§ TASK PROMPT: Rename "Marked points" to "Labeled points" everywhere in the material below, and write all of it out again with every other word left as it is.
# EXTRACTED INFORMATION start
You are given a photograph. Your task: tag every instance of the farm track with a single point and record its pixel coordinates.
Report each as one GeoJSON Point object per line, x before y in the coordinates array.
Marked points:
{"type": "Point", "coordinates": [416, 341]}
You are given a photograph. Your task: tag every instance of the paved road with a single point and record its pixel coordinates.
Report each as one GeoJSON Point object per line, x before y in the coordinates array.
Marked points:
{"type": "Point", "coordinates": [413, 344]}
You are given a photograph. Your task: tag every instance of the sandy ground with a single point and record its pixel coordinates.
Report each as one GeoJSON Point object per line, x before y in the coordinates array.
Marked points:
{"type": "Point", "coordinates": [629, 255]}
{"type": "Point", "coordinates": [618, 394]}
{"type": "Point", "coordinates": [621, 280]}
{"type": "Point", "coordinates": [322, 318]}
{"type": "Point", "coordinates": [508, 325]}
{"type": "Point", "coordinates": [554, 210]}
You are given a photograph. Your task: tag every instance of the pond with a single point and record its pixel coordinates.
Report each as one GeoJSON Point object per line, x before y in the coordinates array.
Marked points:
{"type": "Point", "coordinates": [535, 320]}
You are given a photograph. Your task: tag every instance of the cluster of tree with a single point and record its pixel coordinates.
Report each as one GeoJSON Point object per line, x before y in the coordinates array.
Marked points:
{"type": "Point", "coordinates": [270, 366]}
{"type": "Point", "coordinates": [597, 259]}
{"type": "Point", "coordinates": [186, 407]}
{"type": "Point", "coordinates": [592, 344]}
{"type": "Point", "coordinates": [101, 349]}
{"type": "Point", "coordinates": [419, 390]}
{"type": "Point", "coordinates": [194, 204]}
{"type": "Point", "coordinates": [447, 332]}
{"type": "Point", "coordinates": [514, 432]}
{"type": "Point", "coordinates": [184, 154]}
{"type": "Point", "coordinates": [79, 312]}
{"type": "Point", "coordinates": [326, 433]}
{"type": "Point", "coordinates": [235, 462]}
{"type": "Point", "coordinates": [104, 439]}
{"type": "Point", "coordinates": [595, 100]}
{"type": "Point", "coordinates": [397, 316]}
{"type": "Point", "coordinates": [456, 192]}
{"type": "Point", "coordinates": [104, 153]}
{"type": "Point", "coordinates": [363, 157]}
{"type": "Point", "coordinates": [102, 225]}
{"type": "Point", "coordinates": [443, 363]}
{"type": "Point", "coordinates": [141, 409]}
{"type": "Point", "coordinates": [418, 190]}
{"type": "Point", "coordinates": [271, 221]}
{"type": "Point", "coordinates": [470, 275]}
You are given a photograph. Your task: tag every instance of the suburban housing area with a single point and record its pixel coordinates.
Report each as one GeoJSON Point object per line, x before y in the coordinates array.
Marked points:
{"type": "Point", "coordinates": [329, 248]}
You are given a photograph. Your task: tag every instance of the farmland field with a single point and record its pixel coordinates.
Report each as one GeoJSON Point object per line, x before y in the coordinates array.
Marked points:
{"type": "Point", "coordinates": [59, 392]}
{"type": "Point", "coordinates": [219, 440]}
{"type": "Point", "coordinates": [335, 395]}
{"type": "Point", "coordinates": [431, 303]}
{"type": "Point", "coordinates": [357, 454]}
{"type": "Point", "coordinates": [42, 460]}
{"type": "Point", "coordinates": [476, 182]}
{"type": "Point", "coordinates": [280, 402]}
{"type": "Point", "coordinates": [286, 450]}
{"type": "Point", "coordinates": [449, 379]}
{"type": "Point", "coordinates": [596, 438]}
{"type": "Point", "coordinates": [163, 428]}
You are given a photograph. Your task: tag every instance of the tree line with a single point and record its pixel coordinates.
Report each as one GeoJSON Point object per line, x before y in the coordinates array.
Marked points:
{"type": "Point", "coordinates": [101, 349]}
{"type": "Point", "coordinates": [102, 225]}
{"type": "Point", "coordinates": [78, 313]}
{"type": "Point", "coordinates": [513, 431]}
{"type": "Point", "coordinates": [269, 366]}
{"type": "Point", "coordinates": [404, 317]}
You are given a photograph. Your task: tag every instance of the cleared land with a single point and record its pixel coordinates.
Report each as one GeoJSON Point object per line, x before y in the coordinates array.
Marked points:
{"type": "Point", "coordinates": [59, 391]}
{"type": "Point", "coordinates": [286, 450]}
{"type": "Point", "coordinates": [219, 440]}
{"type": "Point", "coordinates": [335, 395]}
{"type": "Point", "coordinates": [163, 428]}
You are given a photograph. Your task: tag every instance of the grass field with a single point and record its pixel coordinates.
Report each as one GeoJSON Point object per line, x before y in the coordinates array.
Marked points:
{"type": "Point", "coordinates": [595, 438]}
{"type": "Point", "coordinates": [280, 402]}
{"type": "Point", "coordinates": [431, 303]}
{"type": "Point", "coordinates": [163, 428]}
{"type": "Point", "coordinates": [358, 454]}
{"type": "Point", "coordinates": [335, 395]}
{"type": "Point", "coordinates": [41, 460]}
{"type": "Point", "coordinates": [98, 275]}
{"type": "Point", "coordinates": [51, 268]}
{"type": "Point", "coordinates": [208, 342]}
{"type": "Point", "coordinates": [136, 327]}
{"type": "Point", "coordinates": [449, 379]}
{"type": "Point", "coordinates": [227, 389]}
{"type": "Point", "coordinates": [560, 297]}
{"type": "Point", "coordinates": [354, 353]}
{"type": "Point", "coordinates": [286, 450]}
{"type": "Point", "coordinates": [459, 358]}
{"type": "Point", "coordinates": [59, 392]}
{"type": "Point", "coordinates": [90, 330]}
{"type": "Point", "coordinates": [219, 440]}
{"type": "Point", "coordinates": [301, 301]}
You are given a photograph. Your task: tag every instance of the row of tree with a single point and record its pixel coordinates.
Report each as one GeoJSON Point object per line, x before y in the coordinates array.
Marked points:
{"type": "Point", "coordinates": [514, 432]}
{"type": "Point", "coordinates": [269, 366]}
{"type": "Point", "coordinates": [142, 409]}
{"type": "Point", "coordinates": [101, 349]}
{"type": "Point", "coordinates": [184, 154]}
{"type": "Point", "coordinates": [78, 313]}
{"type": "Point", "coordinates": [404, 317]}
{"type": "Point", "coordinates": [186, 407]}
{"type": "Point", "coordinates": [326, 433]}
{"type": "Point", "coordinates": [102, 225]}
# EXTRACTED INFORMATION end
§ EXERCISE OUTPUT:
You are given a photograph. Your task: tag every instance of the farm track with a single point and record its pixel coordinates.
Report each as one GeoJSON Point object per line, x before y in the coordinates array.
Labeled points:
{"type": "Point", "coordinates": [416, 341]}
You are given a photograph. Your task: tag every instance of the paved road with a single point and record its pixel coordinates.
Report each as one GeoJSON Point object per line, x before y in the coordinates array.
Labeled points:
{"type": "Point", "coordinates": [413, 344]}
You are given a photograph. Your task: tag every instance of the sandy ground with a single point and record its pixel coordinates.
Report each as one GeoJSON Point object per line, x before y in the coordinates array.
Labeled points:
{"type": "Point", "coordinates": [629, 255]}
{"type": "Point", "coordinates": [618, 394]}
{"type": "Point", "coordinates": [621, 280]}
{"type": "Point", "coordinates": [322, 318]}
{"type": "Point", "coordinates": [508, 325]}
{"type": "Point", "coordinates": [554, 210]}
You are given a photograph. Your task: tag every instance of the pond with a single point and record its pixel coordinates.
Report each as one GeoJSON Point object per line, x before y in the coordinates array.
Labeled points:
{"type": "Point", "coordinates": [535, 320]}
You are given a photograph. Your task: tag every instance of the cluster of tree with a single point and record its pixel coordinates.
Report each as one GeoJSON Point object per line, x before y in the coordinates array.
Labeled points:
{"type": "Point", "coordinates": [270, 366]}
{"type": "Point", "coordinates": [597, 259]}
{"type": "Point", "coordinates": [186, 407]}
{"type": "Point", "coordinates": [592, 344]}
{"type": "Point", "coordinates": [101, 349]}
{"type": "Point", "coordinates": [419, 390]}
{"type": "Point", "coordinates": [194, 204]}
{"type": "Point", "coordinates": [447, 332]}
{"type": "Point", "coordinates": [514, 432]}
{"type": "Point", "coordinates": [184, 154]}
{"type": "Point", "coordinates": [79, 312]}
{"type": "Point", "coordinates": [326, 433]}
{"type": "Point", "coordinates": [235, 462]}
{"type": "Point", "coordinates": [104, 439]}
{"type": "Point", "coordinates": [595, 100]}
{"type": "Point", "coordinates": [397, 316]}
{"type": "Point", "coordinates": [456, 192]}
{"type": "Point", "coordinates": [104, 153]}
{"type": "Point", "coordinates": [363, 157]}
{"type": "Point", "coordinates": [102, 225]}
{"type": "Point", "coordinates": [443, 363]}
{"type": "Point", "coordinates": [141, 409]}
{"type": "Point", "coordinates": [418, 190]}
{"type": "Point", "coordinates": [271, 221]}
{"type": "Point", "coordinates": [470, 275]}
You are given a photograph. Your task: tag every instance of the suburban housing area with a single point and record its pixel coordinates.
Report each as one GeoJSON Point object per line, x before y in the coordinates array.
Labeled points:
{"type": "Point", "coordinates": [329, 248]}
You are given a photograph. Your task: tag every instance of the farmland field with a single point and record its pixel coordinates.
Report each as one GeoJSON Point object per line, x before y in the coordinates array.
Labeled points:
{"type": "Point", "coordinates": [59, 392]}
{"type": "Point", "coordinates": [219, 440]}
{"type": "Point", "coordinates": [335, 395]}
{"type": "Point", "coordinates": [431, 303]}
{"type": "Point", "coordinates": [357, 454]}
{"type": "Point", "coordinates": [42, 460]}
{"type": "Point", "coordinates": [476, 182]}
{"type": "Point", "coordinates": [280, 402]}
{"type": "Point", "coordinates": [286, 450]}
{"type": "Point", "coordinates": [449, 379]}
{"type": "Point", "coordinates": [596, 438]}
{"type": "Point", "coordinates": [163, 428]}
You are given a photograph. Your task: tag every instance of the tree line with a single point and record its pixel coordinates.
Report each as one GeoJSON Point object per line, x before y in the coordinates array.
Labeled points:
{"type": "Point", "coordinates": [101, 349]}
{"type": "Point", "coordinates": [102, 225]}
{"type": "Point", "coordinates": [78, 313]}
{"type": "Point", "coordinates": [513, 431]}
{"type": "Point", "coordinates": [269, 366]}
{"type": "Point", "coordinates": [404, 317]}
You are given a photograph. Your task: tag every instance of the cleared land with a single point and record its pixel coordinates.
Report each as one GeoJSON Point object per line, x before y in the coordinates array.
Labeled points:
{"type": "Point", "coordinates": [59, 391]}
{"type": "Point", "coordinates": [286, 450]}
{"type": "Point", "coordinates": [219, 440]}
{"type": "Point", "coordinates": [335, 395]}
{"type": "Point", "coordinates": [163, 428]}
You are given a photograph. Your task: tag every instance of the grass field with a single point and record its pixel coordinates.
Report each as one GeoJSON Point object per line, x before y in the coordinates array.
Labeled points:
{"type": "Point", "coordinates": [595, 438]}
{"type": "Point", "coordinates": [280, 402]}
{"type": "Point", "coordinates": [431, 303]}
{"type": "Point", "coordinates": [163, 428]}
{"type": "Point", "coordinates": [358, 454]}
{"type": "Point", "coordinates": [335, 395]}
{"type": "Point", "coordinates": [41, 460]}
{"type": "Point", "coordinates": [98, 275]}
{"type": "Point", "coordinates": [51, 268]}
{"type": "Point", "coordinates": [208, 342]}
{"type": "Point", "coordinates": [136, 327]}
{"type": "Point", "coordinates": [449, 379]}
{"type": "Point", "coordinates": [227, 389]}
{"type": "Point", "coordinates": [560, 297]}
{"type": "Point", "coordinates": [354, 353]}
{"type": "Point", "coordinates": [286, 450]}
{"type": "Point", "coordinates": [459, 358]}
{"type": "Point", "coordinates": [59, 392]}
{"type": "Point", "coordinates": [90, 330]}
{"type": "Point", "coordinates": [219, 440]}
{"type": "Point", "coordinates": [301, 301]}
You are given a photograph. Your task: tag every instance of the row of tree with a single point and record its pixel coordinates.
Report each as one GeoJSON Point object per line, x before y in the coordinates array.
Labeled points:
{"type": "Point", "coordinates": [514, 432]}
{"type": "Point", "coordinates": [269, 366]}
{"type": "Point", "coordinates": [142, 409]}
{"type": "Point", "coordinates": [101, 349]}
{"type": "Point", "coordinates": [184, 154]}
{"type": "Point", "coordinates": [78, 313]}
{"type": "Point", "coordinates": [404, 317]}
{"type": "Point", "coordinates": [186, 407]}
{"type": "Point", "coordinates": [326, 433]}
{"type": "Point", "coordinates": [102, 225]}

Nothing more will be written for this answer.